RUY DA SILVEIRA BRITTO ¹

PERFIS

RUY DA SILVEIRA BRITTO ¹

Quando fui aluno do professor RUY DA SILVEIRA BRITTO, na antiga Escola de Engenharia do Pará (EEP) (na Travessa Campos Sales com a Rua Senador Manoel Barata), na cadeira denominada Resistência dos Materiais e Grafostática, em 1956, ele já era considerado o maior conhecedor de Matemática, no norte do Brasil, bem como um engenheiro de renome, pois dirigia um dos primeiros Escritórios de Engenharia que construía residências em Belém do Pará. No ano seguinte, em 1957, voltei a ser seu aluno na Cadeira intitulada Hidráulica Teórica e Aplicada, após uma briga que nossa turma teve com o antigo titular dessa Cadeira, que resultou no seu afastamento e conseqüente substituição pelo professor Ruy Britto, como era conhecido nos Colégios Secundários em que ensinou. É oportuno registrar que quando a situação da Cadeira foi regularizada ela passou-a ao professor Alírio César de Oliveira, que começou então a regê-la.
■ ■ ■ ■ ■ ■ ■
(ENUNCIADO):
Responda com base no perfil de Ruy da Silveira Britto:
(a) Onde ficava a antiga Escola de Engenharia do Pará?
(b) Em que ano o narrador foi aluno dele na cadeira Resistência dos Materiais e Grafostática?
(c) Qual cadeira ele voltou a lecionar ao narrador em 1957?
O material a seguir não é necessário.

(DADOS FORNECIDOS):
■ ■ ■ ■ ■ ■ ■
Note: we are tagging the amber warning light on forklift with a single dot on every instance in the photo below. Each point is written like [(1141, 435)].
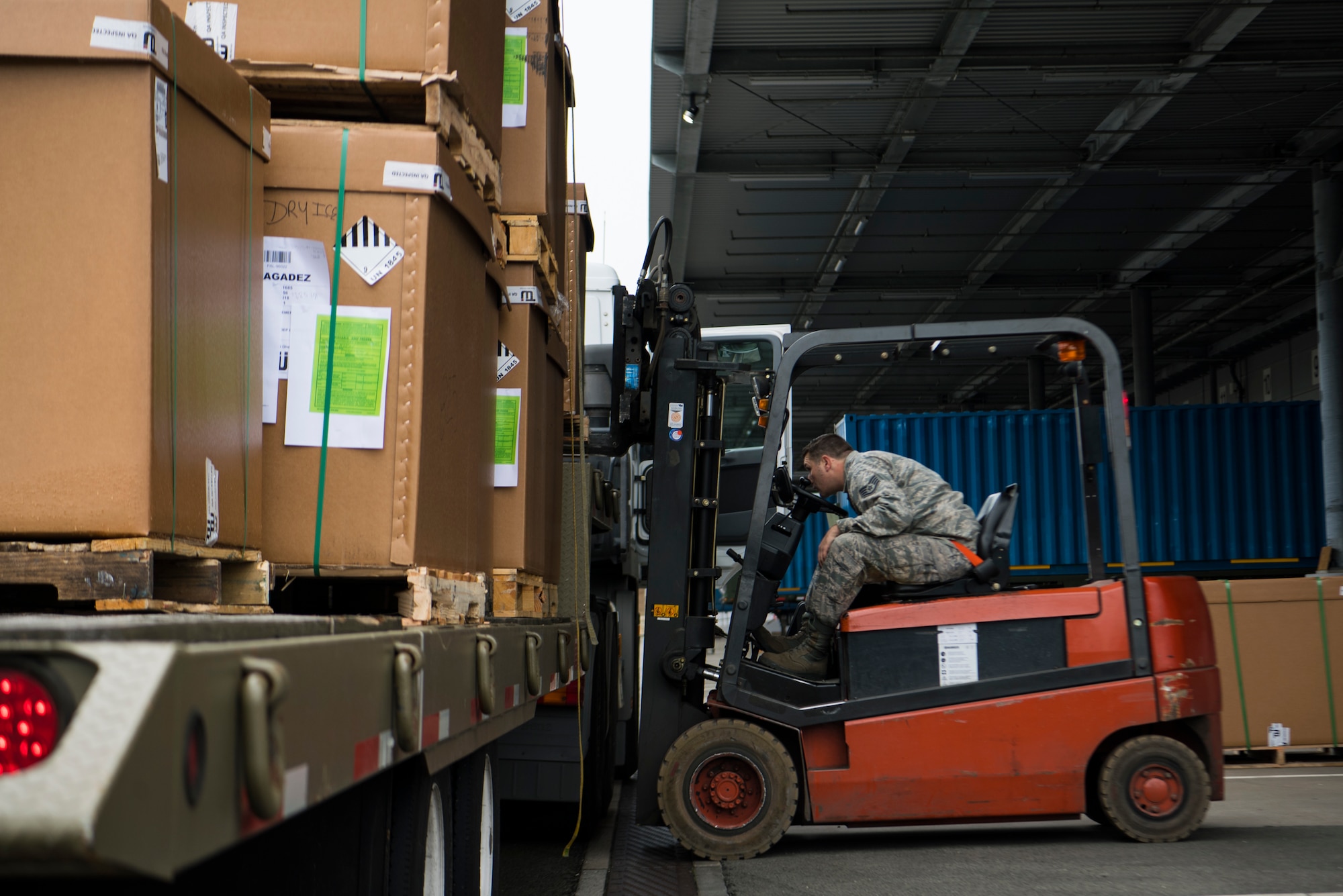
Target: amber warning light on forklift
■ ■ ■ ■ ■ ■ ■
(RESPOSTA):
(a) Na Travessa Campos Sales com a Rua Senador Manoel Barata.
(b) Em 1956.
(c) Hidráulica Teórica e Aplicada.